— START Data supplied —

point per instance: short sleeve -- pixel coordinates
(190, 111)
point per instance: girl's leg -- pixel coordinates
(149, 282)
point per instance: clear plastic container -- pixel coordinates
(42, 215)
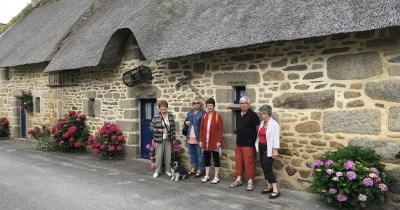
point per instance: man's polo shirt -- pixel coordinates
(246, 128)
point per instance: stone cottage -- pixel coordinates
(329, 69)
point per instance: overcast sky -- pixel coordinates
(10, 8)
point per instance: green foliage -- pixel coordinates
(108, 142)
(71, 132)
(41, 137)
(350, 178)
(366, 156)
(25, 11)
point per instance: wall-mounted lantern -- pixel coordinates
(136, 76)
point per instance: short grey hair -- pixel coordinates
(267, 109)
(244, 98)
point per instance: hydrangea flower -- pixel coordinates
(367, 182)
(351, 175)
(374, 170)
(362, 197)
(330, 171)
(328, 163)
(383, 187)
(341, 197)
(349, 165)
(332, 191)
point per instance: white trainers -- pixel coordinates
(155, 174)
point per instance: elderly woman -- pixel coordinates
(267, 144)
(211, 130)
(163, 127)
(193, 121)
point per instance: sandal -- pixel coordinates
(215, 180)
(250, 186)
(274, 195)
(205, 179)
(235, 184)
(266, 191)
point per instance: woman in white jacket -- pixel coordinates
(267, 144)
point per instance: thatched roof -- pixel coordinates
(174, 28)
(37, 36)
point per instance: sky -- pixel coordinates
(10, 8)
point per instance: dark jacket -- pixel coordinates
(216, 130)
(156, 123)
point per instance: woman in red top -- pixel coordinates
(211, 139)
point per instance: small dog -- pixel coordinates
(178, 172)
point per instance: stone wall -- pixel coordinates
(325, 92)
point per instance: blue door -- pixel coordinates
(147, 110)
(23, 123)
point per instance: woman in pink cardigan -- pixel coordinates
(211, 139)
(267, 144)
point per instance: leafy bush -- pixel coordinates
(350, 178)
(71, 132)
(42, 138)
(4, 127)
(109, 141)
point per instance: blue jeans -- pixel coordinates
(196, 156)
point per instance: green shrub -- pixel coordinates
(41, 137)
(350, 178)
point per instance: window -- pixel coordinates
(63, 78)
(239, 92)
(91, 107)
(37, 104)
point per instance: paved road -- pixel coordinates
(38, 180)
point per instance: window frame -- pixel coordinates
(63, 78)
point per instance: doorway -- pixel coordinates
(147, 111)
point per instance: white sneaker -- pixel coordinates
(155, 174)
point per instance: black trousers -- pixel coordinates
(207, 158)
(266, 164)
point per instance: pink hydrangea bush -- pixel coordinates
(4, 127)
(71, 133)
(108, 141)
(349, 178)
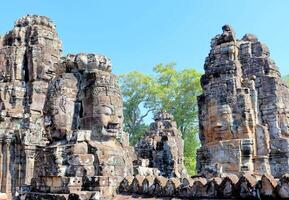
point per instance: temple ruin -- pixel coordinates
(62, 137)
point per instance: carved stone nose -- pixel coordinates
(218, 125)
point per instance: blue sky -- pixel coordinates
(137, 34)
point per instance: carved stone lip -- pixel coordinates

— END Data supplied —
— START Data supplied —

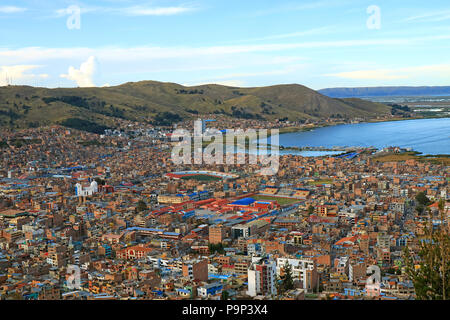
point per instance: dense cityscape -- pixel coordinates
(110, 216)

— END Data supplied —

__Task prompt__. Return every line of the records above that contains the word "woman".

__Result for this task__.
point per instance: elderly woman -- pixel coordinates
point per instance: woman in white jacket -- pixel coordinates
point per instance: woman in red top -- pixel coordinates
point per instance: woman in pink cardigan -- pixel coordinates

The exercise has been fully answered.